## Directions for this task
Which of the lines below hold "topiary"? Please return each one.

## Provided records
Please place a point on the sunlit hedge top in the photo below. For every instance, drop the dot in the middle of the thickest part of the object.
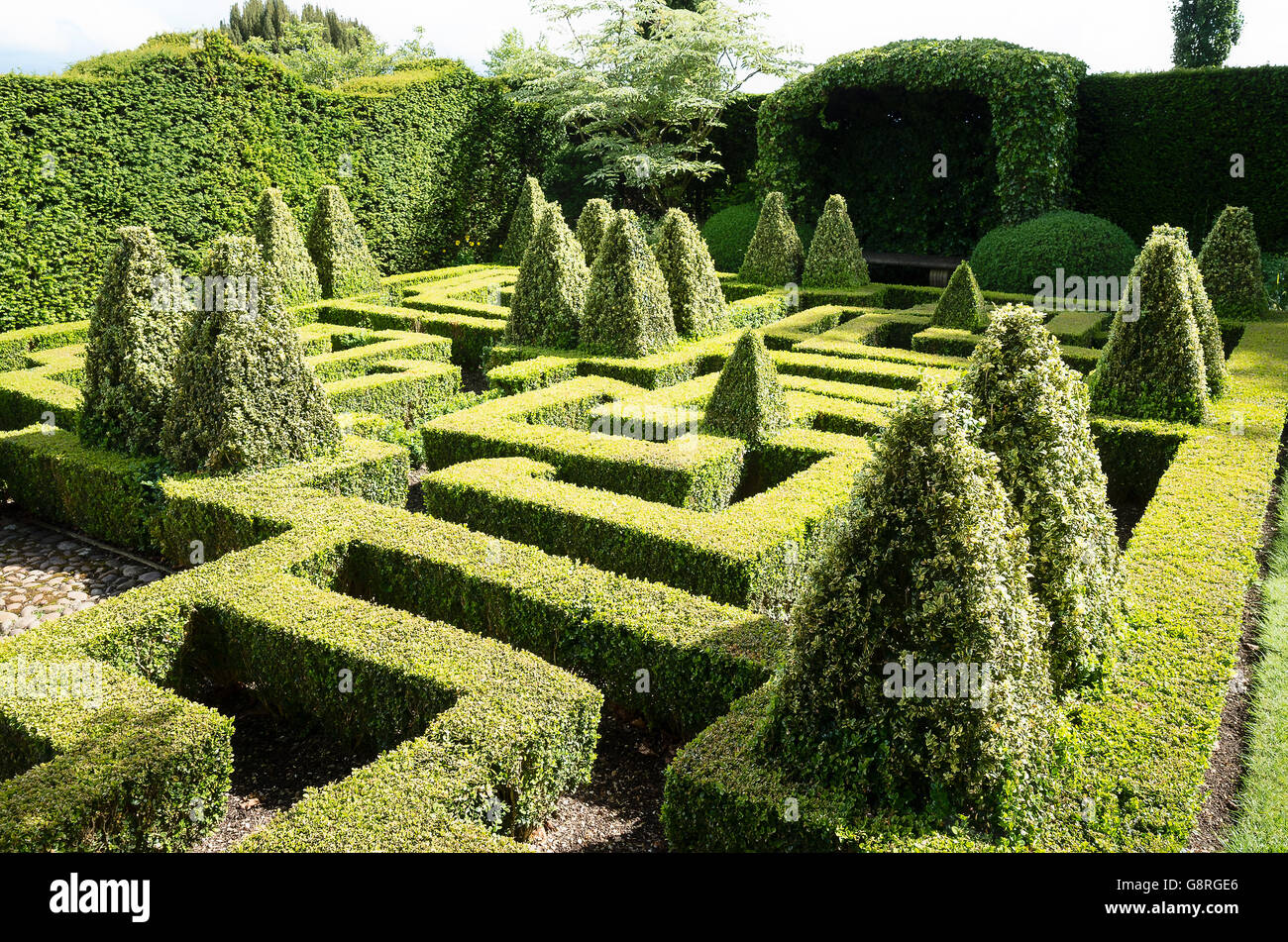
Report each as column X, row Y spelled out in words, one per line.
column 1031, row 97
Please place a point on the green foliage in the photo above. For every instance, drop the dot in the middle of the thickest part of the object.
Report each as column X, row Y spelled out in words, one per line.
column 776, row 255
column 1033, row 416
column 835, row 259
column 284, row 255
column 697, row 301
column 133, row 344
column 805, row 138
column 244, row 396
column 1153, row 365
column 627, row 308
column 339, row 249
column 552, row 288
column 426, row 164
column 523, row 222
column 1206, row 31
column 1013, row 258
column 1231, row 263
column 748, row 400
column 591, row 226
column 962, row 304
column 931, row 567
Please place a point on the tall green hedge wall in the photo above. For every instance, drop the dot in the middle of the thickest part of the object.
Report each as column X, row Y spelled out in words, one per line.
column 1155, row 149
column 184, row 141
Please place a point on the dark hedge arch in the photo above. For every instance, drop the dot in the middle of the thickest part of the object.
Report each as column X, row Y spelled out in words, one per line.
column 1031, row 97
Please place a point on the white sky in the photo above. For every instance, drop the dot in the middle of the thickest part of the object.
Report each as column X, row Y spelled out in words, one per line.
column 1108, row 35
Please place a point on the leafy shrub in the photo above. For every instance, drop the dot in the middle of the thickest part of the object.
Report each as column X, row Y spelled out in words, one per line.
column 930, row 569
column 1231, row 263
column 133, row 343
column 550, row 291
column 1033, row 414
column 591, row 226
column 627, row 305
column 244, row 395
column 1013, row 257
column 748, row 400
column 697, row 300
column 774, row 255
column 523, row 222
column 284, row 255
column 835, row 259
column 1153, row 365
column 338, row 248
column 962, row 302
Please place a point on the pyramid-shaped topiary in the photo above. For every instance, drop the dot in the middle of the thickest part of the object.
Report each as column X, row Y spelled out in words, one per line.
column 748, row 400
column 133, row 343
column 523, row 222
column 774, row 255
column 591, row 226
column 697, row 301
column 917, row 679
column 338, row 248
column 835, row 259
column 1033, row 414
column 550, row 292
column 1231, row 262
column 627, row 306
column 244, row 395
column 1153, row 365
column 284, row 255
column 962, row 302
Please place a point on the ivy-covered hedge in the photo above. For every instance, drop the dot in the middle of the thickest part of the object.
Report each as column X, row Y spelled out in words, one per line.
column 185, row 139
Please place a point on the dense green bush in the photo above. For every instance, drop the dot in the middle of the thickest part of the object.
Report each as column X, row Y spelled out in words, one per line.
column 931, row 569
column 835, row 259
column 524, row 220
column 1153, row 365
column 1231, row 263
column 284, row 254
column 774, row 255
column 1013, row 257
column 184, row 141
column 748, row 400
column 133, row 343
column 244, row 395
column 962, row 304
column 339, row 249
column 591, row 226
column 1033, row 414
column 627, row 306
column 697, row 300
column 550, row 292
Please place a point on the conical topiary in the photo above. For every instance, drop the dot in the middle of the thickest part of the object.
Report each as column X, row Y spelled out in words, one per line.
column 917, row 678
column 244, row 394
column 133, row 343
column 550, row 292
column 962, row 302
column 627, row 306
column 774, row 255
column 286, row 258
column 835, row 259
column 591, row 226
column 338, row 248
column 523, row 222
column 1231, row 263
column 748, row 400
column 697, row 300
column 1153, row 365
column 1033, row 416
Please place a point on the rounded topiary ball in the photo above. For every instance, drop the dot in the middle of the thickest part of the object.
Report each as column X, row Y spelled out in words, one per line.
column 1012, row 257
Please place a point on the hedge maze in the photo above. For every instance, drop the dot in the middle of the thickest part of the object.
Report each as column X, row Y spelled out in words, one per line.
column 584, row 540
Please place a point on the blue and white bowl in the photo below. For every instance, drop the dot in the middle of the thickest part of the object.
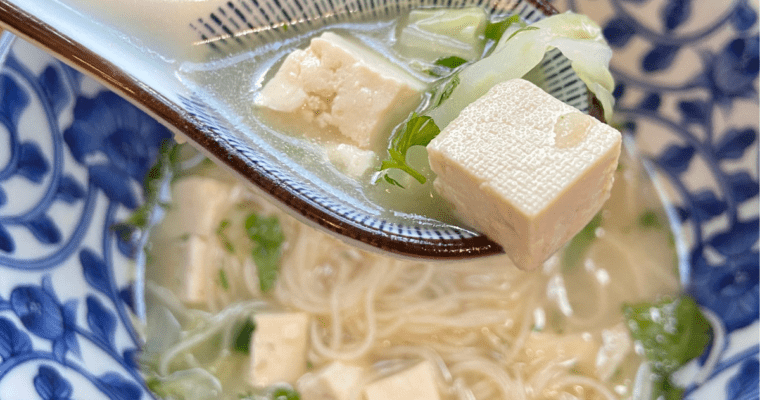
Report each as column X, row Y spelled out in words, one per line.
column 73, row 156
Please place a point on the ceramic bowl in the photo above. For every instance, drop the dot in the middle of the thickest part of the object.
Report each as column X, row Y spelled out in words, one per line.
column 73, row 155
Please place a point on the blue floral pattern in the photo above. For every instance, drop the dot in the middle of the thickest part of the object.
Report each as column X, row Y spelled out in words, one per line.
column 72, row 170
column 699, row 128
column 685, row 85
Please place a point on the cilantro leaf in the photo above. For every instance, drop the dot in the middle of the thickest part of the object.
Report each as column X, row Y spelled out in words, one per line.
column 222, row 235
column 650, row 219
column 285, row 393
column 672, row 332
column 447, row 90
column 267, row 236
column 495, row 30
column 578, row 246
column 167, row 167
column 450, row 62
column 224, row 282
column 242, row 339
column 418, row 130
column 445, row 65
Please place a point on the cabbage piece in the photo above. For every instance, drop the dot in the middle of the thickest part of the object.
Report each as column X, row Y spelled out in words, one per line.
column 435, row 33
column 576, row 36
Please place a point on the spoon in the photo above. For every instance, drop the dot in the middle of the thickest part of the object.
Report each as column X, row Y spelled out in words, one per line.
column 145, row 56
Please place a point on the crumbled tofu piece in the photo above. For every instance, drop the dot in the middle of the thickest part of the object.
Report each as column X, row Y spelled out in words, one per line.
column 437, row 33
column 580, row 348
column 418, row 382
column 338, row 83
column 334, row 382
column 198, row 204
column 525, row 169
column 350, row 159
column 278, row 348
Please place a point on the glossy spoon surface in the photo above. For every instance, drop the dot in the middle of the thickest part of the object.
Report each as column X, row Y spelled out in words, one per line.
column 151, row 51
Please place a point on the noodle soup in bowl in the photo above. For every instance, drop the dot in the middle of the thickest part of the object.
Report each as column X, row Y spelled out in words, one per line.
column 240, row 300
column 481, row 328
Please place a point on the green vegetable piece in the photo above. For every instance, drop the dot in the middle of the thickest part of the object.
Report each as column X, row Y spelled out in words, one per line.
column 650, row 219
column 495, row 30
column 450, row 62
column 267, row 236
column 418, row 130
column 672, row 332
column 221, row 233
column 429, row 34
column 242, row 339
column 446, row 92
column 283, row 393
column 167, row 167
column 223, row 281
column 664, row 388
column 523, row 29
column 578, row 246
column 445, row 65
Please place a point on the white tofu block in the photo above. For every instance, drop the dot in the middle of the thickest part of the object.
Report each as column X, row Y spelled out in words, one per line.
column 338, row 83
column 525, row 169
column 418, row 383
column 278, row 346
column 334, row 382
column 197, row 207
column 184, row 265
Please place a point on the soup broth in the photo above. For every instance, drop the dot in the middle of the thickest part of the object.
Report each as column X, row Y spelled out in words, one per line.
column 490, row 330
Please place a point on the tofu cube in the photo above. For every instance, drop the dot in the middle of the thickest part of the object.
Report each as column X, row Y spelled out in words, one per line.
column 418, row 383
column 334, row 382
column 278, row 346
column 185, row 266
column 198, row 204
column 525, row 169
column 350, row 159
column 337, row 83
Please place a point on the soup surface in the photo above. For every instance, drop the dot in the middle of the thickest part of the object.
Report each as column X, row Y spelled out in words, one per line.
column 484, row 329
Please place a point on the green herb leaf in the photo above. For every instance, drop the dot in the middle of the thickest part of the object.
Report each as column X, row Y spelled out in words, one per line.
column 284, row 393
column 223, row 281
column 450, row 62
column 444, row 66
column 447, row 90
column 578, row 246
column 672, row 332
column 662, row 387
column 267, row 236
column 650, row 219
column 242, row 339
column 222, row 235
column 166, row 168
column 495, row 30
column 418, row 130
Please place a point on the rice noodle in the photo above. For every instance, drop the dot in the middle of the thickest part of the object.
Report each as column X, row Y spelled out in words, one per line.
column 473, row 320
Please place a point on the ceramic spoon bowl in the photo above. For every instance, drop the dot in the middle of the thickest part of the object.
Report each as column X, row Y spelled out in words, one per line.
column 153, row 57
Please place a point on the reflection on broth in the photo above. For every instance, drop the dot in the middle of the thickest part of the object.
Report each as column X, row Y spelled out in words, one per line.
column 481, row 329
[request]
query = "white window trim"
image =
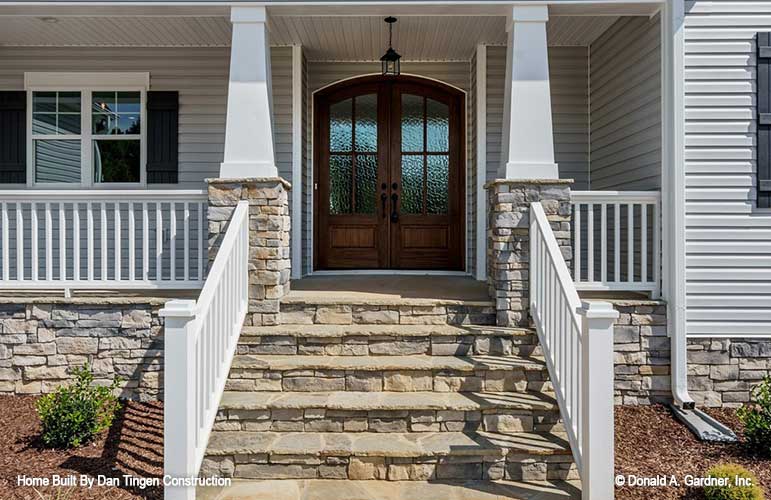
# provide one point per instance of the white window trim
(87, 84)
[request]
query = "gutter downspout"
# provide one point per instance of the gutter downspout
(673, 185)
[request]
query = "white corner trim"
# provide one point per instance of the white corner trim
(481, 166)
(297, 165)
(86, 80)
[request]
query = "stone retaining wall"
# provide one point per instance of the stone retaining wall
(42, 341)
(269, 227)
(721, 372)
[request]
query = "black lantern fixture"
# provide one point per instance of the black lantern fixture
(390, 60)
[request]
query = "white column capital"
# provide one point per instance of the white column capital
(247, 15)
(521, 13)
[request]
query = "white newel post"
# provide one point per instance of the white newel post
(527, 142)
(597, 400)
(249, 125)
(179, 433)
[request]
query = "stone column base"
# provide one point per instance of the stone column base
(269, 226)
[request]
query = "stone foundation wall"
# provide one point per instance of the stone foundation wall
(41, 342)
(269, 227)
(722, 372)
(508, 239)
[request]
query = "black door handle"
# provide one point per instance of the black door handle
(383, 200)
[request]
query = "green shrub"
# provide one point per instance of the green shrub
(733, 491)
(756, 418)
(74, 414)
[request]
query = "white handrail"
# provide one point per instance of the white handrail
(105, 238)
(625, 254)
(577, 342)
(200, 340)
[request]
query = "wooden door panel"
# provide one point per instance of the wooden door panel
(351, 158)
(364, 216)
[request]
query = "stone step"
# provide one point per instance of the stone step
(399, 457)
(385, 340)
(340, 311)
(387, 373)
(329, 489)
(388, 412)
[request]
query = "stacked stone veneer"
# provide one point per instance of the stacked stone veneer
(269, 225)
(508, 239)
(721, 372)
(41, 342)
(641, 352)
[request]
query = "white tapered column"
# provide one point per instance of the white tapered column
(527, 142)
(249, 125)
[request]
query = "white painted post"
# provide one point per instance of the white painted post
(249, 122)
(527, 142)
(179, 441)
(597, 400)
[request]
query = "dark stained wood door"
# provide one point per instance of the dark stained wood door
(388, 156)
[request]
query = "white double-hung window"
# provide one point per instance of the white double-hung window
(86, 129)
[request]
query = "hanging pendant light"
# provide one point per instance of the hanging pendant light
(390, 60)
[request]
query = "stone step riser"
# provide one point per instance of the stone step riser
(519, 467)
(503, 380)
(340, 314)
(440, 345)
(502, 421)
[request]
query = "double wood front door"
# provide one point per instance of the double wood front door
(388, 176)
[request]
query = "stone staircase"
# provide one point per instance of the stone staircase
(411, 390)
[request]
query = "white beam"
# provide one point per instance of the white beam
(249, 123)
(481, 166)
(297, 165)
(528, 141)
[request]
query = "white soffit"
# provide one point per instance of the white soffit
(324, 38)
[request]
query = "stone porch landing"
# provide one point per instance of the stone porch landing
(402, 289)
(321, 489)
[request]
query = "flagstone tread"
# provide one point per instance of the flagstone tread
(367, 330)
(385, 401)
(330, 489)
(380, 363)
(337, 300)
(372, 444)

## Answer to the problem
Please place a point on the pyramid-shaped topiary in the photo above. For every instance, drop the dot in the middle of the thickest part of the object.
Please place a point on the conical topiary in the photo above. For every instance, drop the dot in the middle of the thickest part of the object.
Please place a point on the rounded topiary ball in the photo above. For every instance, drop the dot in the middle of the thickest part of the object.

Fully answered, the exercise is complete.